> _Problem statement_: Reproduce the line that contains "Identify the butterfly in" and every line after it through the end of the records, exactly, with nothing added.

————

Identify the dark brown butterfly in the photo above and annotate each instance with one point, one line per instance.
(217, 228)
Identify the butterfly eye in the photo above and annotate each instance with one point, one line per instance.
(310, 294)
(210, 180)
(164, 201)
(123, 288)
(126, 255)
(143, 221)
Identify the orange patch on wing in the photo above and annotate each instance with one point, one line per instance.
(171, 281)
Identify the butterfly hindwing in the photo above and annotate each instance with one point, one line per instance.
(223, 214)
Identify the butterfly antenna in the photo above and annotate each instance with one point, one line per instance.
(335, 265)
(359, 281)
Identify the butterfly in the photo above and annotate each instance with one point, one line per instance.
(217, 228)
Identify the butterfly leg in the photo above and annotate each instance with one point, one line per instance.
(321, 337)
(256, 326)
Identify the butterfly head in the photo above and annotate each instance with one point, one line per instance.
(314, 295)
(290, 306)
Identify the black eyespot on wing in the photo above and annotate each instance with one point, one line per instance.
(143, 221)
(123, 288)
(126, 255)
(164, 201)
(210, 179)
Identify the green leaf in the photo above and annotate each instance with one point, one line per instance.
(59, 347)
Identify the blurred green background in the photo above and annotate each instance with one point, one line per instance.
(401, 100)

————

> _Answer box_:
Identify the butterfly in the photo above and annotate each instance with one point, one line per instance.
(217, 228)
Identify the butterfly leg in the photo above and annotate each instance with one point, one line per instance.
(321, 337)
(256, 326)
Identify the butterfly head in the photo above and annotate each instance with one point, one line per instance.
(314, 295)
(290, 306)
Identify the black eyespot on wing in the photo above and annotate each instance with one point, one line per instance.
(143, 221)
(123, 288)
(126, 255)
(164, 201)
(210, 179)
Identify the green leaf in the photo above and annotate each instance with one point, one line per instance.
(59, 347)
Identify the blurred green background in the photo above and annotate each instance with one point, one line per instance.
(401, 100)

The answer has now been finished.